- **Provided text**
BEGIN
Ah, we have’t heard from Alain de Botton for a while, and I haven’t missed him (see all my posts on him here). He was always a faitheist, an atheist-butter, and an arduous advocate for atheist churches, which I don’t particularly object to but also don’t feel we need. de Botton is also patronizing: the kind of guy who thinks he sees some great truths about the universe that others have missed—and lets us know that (see here). Now, after a six-year hiatus from the man, he’s back on my site, not because his new New York Times op-ed has anything particularly interesting to say, but because, when writing about Camus’s great Novel The Plague, seems to get the infectious microbe wrong.
La Peste is in vogue again these days because of the coronavirus pandemic, as people read it trying to discern if there any lessons for the present peril.
And so de Botton tries to give us some lessons. His point appears to be that the “absurdity of life” on view in the novel is not that our lives are intrinsically absurd, but that we are susceptible to the vagaries of fate, which supposedly makes our lives meaningless. Here, I think, is de Botton’s gist:
For Camus, when it comes to dying, there is no progress in history, there is no escape from our frailty. Being alive always was and will always remain an emergency; it is truly an inescapable “underlying condition.” Plague or no plague, there is always, as it were, the plague, if what we mean by that is a susceptibility to sudden death, an event that can render our lives instantaneously meaningless.
END
- **Dataset excerpts**
BEGIN
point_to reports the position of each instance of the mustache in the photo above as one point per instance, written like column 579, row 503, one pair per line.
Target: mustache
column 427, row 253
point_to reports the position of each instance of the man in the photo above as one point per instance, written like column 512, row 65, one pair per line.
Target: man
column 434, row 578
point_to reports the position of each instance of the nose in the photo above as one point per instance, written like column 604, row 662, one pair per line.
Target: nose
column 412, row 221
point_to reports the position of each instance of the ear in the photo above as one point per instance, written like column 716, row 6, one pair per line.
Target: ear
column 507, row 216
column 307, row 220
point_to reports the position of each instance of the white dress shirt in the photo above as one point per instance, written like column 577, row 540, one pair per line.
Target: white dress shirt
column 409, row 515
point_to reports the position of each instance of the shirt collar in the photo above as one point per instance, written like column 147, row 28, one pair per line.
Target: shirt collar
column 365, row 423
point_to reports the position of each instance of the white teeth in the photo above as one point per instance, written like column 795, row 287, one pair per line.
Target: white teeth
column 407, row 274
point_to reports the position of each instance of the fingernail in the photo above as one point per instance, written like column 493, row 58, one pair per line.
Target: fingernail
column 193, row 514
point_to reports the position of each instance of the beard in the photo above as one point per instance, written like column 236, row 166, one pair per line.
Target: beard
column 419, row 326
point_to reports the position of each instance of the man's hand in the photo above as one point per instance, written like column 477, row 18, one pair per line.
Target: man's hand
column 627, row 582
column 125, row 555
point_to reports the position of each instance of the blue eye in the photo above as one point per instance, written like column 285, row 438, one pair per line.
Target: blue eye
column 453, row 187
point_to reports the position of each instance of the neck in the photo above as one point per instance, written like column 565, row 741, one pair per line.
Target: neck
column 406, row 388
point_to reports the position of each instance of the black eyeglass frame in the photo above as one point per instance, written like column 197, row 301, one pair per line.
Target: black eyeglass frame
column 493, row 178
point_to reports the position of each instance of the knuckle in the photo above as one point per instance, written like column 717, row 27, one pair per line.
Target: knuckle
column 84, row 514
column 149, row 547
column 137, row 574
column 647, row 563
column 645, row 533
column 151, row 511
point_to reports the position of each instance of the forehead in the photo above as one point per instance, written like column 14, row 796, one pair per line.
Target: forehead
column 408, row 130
END
- **Exercise objective**
Sum up the post about Alain de Botton in two sentences.

- **Expected answer**
The writer, who hasn't missed Alain de Botton and finds him patronizing, returns to him because his New York Times op-ed on Camus's novel The Plague seems to get the infectious microbe wrong. With the novel back in vogue during the coronavirus pandemic, de Botton argues that its "absurdity of life" lies not in life being absurd in itself but in our constant exposure to sudden death, which can make our lives meaningless in an instant.